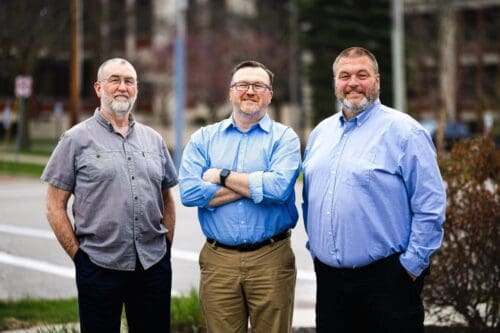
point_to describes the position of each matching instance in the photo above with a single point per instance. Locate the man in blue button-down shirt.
(240, 173)
(374, 204)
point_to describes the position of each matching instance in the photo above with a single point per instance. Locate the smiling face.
(249, 103)
(357, 84)
(117, 88)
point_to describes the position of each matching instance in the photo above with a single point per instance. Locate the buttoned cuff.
(255, 186)
(208, 191)
(412, 263)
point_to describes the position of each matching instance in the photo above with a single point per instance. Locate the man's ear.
(97, 88)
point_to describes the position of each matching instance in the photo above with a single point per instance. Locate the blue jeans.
(102, 293)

Task prompt. Please return all of the entries word for word, excluding the pictures.

Task answer.
point_to describes the position of each matching instance in the photo above with a single point per instance. Locate the man in blue button-down shirt.
(240, 173)
(374, 204)
point_to describes the position of each matching instance in the photo above with a single point per instance. Locate the smiling face.
(249, 103)
(357, 84)
(117, 88)
point_to describes the position of each matching instance in the photo above with a single point per instance. Locate the buttoned cuff.
(255, 186)
(208, 191)
(412, 263)
point_to describes the position of each matching instance in the photo above with a single point per instance. Locate the man's ear.
(97, 88)
point_to describes the position of each matching instance in the photo above with a single point per instance. Locate the blue jeans.
(102, 293)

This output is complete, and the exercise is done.